= Required work =
Produce as output only the lines below starting at the line with "box: [34, 21, 47, 42]" and continuing through the line with "positive clicks: (87, 38) (83, 52) (74, 78)", each one exactly as written.

= Supplied information =
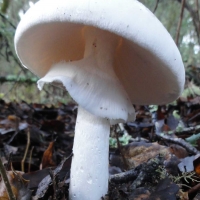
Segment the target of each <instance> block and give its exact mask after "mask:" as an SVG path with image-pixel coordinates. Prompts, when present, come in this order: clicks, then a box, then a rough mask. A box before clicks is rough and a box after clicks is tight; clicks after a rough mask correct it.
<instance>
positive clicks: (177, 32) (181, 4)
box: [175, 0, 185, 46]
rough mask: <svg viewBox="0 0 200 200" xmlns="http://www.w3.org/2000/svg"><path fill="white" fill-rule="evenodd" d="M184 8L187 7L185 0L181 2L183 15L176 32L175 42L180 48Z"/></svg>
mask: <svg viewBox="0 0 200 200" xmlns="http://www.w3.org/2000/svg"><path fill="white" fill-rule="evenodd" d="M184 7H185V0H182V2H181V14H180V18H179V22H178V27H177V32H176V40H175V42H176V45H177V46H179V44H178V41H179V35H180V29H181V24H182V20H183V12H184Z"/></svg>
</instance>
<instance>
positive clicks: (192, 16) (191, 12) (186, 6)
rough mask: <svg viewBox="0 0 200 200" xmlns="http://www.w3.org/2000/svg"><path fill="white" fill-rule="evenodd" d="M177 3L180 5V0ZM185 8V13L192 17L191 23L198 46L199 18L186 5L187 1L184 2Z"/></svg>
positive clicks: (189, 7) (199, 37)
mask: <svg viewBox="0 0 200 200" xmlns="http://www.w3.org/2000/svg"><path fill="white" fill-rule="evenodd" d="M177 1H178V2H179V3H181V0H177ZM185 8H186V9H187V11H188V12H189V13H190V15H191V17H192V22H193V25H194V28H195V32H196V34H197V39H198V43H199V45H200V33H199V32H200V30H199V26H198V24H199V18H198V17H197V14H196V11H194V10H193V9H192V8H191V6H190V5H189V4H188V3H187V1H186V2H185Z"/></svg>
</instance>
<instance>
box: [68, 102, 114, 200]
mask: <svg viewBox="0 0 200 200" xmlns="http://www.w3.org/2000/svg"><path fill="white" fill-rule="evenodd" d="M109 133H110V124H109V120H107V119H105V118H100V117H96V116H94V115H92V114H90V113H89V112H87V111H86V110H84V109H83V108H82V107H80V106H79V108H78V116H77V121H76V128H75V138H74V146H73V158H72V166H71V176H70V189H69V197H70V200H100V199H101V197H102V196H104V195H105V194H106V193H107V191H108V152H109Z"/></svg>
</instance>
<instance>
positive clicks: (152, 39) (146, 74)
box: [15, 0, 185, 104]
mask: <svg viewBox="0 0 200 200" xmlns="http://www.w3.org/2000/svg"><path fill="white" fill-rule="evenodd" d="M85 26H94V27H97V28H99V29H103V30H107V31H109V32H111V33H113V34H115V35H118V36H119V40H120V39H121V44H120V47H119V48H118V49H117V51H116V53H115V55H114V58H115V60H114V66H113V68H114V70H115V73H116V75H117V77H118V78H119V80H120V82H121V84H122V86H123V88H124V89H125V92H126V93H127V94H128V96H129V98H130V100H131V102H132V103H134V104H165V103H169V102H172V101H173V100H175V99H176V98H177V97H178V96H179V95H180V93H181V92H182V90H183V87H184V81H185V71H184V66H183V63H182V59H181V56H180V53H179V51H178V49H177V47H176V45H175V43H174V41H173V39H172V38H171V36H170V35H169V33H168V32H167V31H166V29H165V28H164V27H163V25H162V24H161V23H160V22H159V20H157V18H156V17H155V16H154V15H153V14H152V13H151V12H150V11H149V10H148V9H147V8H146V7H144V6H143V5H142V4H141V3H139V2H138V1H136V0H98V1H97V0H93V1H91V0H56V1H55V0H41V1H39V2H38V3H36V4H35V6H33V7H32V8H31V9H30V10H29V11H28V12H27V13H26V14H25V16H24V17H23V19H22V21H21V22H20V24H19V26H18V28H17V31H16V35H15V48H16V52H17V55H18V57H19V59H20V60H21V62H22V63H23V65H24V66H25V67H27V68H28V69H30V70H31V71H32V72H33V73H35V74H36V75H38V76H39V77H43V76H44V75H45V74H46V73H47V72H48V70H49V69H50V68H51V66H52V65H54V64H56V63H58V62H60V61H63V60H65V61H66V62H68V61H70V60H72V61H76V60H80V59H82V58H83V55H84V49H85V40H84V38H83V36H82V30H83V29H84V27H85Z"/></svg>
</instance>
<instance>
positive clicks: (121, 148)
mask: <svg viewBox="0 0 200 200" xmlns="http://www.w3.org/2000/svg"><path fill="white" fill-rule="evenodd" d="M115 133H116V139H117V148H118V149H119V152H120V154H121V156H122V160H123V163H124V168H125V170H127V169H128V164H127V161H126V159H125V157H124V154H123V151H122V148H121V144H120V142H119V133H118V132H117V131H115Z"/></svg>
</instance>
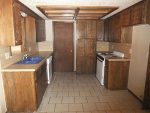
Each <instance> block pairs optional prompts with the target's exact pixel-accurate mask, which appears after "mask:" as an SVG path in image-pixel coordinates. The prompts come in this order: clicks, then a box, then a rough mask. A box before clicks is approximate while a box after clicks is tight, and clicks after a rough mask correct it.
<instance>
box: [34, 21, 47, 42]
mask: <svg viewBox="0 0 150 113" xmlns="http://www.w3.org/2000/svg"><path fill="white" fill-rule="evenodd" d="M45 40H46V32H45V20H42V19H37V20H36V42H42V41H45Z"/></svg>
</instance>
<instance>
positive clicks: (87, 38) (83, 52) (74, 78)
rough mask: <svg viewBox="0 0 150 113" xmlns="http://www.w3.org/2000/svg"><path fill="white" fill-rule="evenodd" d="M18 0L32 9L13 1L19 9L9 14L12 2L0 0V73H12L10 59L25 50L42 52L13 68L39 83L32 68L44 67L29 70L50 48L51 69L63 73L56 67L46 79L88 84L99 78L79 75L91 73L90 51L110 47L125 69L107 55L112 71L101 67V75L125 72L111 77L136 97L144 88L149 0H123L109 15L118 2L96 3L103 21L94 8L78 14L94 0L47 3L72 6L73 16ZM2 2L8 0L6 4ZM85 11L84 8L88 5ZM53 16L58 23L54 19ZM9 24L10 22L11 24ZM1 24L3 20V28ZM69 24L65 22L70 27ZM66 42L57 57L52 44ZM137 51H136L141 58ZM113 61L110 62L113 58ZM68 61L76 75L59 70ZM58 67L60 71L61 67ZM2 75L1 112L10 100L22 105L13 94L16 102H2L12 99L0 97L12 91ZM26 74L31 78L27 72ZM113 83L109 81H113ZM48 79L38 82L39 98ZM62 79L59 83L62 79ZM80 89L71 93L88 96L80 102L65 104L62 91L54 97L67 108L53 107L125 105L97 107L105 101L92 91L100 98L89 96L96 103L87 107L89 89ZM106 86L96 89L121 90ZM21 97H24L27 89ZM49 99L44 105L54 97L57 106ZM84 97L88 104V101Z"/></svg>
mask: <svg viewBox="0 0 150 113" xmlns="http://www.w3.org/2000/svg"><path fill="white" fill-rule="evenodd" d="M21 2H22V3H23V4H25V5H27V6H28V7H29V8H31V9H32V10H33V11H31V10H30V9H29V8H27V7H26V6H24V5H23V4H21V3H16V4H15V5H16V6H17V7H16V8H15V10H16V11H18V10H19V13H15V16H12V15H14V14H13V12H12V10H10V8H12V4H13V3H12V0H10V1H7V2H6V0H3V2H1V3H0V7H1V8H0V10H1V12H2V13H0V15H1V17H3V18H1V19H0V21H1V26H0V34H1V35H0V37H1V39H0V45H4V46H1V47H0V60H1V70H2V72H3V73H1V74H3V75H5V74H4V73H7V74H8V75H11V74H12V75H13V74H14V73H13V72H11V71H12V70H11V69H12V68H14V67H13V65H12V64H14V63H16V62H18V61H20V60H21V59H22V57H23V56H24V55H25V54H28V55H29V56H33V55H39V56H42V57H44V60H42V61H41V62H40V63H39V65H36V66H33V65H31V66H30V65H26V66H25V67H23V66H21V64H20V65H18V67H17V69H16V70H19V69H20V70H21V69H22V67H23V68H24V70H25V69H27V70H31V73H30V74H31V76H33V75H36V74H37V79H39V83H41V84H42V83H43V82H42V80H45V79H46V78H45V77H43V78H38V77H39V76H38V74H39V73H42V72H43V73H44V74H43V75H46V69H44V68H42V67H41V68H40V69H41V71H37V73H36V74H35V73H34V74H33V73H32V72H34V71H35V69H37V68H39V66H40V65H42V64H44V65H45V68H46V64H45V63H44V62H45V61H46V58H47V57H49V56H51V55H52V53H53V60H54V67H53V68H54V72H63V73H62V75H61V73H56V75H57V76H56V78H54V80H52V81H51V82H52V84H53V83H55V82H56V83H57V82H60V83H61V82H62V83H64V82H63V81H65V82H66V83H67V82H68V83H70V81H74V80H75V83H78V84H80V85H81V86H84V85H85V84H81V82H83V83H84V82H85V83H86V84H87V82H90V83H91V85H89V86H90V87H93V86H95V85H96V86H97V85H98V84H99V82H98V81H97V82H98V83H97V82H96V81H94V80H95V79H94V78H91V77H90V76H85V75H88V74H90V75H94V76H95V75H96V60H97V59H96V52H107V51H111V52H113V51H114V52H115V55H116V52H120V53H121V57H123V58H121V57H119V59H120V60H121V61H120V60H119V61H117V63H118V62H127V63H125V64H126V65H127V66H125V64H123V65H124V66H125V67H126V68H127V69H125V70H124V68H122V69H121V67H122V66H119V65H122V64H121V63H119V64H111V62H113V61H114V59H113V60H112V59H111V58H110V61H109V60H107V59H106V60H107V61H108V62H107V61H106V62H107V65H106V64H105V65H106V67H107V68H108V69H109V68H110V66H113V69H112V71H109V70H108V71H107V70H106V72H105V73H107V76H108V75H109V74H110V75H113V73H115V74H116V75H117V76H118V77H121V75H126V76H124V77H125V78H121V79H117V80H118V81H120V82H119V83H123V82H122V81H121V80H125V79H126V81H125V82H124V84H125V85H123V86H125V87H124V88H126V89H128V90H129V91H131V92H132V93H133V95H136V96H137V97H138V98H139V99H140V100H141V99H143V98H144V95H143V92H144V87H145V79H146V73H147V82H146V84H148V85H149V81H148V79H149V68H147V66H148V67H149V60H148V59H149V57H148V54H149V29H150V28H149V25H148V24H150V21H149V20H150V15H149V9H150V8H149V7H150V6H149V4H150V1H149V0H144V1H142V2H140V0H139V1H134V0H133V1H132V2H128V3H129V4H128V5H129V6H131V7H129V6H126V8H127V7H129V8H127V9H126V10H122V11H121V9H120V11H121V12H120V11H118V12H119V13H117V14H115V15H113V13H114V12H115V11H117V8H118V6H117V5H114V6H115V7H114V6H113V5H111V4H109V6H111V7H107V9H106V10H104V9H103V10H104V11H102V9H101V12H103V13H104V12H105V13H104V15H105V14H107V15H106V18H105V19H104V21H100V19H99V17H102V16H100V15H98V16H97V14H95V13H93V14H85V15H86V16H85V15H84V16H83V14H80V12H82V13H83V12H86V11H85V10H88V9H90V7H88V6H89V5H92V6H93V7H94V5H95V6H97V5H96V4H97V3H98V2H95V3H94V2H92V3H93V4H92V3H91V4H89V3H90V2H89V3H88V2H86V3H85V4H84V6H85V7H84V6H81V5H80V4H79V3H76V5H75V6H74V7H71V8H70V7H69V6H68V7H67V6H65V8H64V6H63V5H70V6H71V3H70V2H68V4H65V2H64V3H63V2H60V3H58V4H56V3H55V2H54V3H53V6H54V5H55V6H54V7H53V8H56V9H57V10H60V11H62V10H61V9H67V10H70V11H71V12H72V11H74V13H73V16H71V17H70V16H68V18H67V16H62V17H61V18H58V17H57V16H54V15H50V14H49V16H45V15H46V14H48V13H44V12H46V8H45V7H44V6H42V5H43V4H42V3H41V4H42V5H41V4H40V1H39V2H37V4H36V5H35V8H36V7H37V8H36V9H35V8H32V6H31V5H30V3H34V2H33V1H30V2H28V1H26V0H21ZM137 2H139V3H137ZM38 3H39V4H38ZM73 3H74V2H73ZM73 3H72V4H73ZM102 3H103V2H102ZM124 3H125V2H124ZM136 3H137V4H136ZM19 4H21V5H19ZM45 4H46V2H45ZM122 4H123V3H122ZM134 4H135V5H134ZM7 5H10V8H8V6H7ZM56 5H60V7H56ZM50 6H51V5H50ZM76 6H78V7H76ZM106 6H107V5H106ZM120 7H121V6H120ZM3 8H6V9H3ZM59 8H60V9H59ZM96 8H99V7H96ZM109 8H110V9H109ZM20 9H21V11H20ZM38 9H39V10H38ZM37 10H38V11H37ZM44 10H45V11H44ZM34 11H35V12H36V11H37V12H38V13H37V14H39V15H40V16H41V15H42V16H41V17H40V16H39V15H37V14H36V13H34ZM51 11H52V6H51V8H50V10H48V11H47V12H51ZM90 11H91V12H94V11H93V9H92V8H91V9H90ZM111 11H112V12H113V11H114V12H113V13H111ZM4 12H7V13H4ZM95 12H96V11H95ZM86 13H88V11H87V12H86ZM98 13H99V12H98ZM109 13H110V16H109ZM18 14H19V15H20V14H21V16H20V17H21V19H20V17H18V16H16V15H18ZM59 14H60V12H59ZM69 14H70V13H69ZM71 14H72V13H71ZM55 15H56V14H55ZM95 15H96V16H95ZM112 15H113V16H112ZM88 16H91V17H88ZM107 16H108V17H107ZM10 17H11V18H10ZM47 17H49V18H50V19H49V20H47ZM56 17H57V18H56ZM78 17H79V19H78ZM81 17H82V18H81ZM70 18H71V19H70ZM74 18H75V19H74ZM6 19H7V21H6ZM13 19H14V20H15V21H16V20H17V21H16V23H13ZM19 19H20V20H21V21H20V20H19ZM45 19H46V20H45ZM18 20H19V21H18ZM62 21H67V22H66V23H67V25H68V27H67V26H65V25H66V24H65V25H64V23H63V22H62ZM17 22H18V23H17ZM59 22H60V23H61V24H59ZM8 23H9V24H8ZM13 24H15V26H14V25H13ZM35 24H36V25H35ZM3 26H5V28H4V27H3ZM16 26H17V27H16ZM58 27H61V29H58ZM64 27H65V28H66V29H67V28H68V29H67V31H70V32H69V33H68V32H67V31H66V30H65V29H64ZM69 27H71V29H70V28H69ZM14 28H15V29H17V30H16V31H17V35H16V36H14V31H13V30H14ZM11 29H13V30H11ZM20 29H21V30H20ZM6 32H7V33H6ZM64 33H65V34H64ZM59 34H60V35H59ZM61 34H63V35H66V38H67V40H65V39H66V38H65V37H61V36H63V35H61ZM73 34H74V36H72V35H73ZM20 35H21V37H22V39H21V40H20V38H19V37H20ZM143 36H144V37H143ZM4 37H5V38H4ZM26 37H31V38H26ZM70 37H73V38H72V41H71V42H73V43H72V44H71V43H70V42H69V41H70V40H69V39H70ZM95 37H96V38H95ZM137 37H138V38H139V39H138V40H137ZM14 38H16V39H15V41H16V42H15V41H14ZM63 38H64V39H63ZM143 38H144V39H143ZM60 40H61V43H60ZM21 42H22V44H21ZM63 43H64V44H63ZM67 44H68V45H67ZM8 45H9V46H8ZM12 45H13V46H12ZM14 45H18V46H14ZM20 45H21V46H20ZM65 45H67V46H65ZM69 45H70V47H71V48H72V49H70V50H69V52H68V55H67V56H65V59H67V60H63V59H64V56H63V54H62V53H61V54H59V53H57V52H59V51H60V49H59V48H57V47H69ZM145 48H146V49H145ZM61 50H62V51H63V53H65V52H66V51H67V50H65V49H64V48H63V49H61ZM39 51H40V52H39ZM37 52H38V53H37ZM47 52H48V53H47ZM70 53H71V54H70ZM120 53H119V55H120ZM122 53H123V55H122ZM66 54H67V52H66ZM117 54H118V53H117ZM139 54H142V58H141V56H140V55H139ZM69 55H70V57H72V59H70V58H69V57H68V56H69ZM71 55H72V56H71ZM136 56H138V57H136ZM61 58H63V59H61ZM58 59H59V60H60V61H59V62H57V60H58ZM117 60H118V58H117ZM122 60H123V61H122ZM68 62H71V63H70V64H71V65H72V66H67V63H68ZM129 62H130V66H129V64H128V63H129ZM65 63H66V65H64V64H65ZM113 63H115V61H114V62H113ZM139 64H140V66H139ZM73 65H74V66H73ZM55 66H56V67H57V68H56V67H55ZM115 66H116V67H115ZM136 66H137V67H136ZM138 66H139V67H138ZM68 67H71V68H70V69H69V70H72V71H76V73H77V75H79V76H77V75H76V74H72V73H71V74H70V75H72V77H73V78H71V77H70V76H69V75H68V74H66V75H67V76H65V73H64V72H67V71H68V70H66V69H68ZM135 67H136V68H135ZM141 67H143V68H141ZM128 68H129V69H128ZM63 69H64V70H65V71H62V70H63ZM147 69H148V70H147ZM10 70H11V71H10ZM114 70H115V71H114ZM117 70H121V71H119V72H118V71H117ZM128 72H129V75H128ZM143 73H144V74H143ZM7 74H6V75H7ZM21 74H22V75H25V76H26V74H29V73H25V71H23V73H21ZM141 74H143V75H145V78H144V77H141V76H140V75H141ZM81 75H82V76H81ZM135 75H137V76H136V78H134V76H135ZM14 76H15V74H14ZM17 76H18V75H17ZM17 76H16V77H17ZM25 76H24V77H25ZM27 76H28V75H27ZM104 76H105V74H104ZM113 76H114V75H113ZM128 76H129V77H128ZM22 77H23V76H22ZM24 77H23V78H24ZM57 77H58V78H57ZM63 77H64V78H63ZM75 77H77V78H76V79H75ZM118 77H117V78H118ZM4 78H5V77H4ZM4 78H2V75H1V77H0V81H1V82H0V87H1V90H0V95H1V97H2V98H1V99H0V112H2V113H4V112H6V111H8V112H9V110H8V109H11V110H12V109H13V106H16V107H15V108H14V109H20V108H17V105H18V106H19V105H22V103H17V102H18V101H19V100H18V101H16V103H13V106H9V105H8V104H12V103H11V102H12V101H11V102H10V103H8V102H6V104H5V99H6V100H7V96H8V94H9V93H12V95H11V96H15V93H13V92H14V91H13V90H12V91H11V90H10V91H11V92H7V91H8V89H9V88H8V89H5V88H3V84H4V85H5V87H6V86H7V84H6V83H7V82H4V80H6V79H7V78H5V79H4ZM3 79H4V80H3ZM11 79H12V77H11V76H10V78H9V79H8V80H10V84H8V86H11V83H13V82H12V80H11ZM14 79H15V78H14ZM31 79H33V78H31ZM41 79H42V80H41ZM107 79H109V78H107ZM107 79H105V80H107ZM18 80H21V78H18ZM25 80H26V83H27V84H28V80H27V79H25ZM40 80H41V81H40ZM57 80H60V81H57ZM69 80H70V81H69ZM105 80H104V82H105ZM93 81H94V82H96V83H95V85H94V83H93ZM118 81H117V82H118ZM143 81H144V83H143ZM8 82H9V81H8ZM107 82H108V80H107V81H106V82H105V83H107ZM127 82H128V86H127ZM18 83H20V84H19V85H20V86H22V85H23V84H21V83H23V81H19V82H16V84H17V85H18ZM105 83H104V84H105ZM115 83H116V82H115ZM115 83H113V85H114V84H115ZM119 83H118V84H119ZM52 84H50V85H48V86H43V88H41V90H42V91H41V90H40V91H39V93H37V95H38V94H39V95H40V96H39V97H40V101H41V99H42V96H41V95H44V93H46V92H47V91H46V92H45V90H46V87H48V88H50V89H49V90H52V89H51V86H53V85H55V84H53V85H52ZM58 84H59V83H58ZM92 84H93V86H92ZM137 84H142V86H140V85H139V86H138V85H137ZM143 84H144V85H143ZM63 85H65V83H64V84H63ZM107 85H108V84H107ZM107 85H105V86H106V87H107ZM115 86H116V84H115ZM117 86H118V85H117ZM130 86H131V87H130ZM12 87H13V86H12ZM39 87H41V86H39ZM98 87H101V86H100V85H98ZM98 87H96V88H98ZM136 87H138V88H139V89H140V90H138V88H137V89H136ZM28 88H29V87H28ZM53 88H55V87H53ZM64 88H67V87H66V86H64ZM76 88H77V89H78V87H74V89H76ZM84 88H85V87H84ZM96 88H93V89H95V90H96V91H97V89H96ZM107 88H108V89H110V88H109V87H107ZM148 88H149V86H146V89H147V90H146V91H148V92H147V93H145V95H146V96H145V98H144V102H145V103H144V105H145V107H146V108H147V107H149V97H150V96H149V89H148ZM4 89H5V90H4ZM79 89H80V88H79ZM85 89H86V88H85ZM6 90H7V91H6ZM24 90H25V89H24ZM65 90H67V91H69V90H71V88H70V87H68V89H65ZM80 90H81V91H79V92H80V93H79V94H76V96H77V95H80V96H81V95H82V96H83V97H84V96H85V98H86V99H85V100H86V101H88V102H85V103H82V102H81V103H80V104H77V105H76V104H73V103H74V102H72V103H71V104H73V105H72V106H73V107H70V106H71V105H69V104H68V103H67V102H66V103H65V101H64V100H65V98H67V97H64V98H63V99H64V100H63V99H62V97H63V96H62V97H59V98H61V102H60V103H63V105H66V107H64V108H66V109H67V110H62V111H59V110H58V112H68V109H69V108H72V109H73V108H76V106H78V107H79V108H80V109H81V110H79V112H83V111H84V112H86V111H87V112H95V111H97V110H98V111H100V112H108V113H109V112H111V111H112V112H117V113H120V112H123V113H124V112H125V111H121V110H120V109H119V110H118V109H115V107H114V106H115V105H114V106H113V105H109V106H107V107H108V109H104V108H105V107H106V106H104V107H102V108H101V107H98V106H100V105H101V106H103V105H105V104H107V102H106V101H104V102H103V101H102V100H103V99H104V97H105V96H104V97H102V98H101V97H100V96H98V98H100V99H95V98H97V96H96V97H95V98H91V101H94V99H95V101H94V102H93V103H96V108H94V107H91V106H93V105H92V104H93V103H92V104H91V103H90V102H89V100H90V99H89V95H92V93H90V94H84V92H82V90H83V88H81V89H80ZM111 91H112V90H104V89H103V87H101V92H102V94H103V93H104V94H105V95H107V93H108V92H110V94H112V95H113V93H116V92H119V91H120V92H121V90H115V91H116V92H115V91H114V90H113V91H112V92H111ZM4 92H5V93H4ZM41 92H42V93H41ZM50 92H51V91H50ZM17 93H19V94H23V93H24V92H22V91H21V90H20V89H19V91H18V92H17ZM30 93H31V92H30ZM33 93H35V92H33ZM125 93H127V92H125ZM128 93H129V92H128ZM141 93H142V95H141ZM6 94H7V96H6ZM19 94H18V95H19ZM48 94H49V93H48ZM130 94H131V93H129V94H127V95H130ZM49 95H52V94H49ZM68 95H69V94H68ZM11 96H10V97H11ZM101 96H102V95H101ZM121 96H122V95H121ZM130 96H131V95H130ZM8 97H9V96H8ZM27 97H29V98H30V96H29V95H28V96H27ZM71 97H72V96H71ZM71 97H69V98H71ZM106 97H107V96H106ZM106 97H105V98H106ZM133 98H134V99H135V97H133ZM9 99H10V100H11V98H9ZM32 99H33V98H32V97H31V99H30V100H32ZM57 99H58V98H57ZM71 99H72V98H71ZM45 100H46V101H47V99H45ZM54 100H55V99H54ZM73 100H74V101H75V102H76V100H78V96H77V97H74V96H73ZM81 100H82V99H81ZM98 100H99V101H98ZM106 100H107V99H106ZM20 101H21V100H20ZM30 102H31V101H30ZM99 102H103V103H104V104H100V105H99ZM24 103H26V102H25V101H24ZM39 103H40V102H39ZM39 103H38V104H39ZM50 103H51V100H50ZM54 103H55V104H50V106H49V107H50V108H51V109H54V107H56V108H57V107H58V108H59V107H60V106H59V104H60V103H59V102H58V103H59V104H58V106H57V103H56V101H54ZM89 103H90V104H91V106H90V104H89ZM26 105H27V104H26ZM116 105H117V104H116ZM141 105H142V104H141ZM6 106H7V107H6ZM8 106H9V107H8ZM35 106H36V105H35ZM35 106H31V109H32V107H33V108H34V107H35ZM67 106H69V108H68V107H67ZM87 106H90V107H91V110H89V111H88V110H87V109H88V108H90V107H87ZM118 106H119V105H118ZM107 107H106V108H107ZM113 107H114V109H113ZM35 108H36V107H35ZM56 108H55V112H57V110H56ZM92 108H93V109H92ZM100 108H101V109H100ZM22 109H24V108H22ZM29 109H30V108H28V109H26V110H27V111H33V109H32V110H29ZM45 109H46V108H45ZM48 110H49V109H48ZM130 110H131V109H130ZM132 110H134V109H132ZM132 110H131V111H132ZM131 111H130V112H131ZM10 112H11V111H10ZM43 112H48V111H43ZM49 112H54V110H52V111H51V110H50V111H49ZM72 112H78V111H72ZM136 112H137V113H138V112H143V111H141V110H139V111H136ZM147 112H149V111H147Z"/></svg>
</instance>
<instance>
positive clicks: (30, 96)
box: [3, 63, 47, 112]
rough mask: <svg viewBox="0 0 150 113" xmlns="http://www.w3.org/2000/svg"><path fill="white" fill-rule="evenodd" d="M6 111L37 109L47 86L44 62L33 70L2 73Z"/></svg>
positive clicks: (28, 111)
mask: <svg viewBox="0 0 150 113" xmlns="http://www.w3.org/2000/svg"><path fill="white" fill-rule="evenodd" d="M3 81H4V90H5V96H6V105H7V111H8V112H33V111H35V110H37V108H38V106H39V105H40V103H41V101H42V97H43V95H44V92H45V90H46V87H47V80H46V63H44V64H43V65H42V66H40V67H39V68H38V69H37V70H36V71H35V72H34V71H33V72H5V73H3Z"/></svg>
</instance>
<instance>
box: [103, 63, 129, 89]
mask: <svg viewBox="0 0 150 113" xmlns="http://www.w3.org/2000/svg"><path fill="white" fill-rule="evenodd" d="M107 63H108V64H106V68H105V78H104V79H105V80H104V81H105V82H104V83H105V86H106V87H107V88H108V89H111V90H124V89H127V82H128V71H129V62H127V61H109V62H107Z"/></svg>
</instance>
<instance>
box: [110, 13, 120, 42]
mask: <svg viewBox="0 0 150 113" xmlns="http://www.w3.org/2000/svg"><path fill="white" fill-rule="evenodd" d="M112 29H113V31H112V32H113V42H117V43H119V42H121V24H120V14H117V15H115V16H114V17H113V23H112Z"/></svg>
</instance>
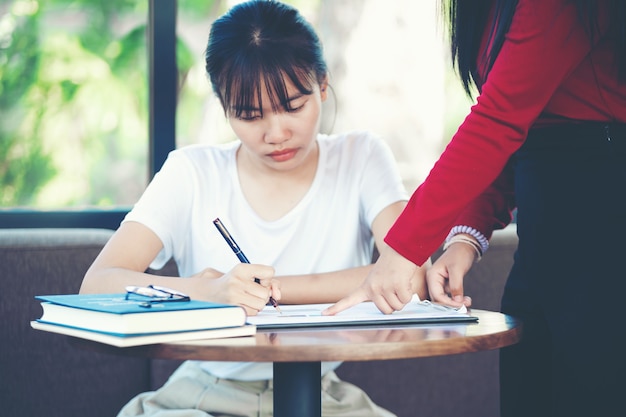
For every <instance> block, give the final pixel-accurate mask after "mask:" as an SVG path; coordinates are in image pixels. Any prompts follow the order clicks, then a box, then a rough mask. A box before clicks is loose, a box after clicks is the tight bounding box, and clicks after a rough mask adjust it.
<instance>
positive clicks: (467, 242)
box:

= The completed task =
box: [34, 21, 47, 42]
mask: <svg viewBox="0 0 150 113" xmlns="http://www.w3.org/2000/svg"><path fill="white" fill-rule="evenodd" d="M45 40H46V32H45V20H42V19H37V20H36V42H42V41H45Z"/></svg>
</instance>
<instance>
positive clicks: (87, 38) (83, 52) (74, 78)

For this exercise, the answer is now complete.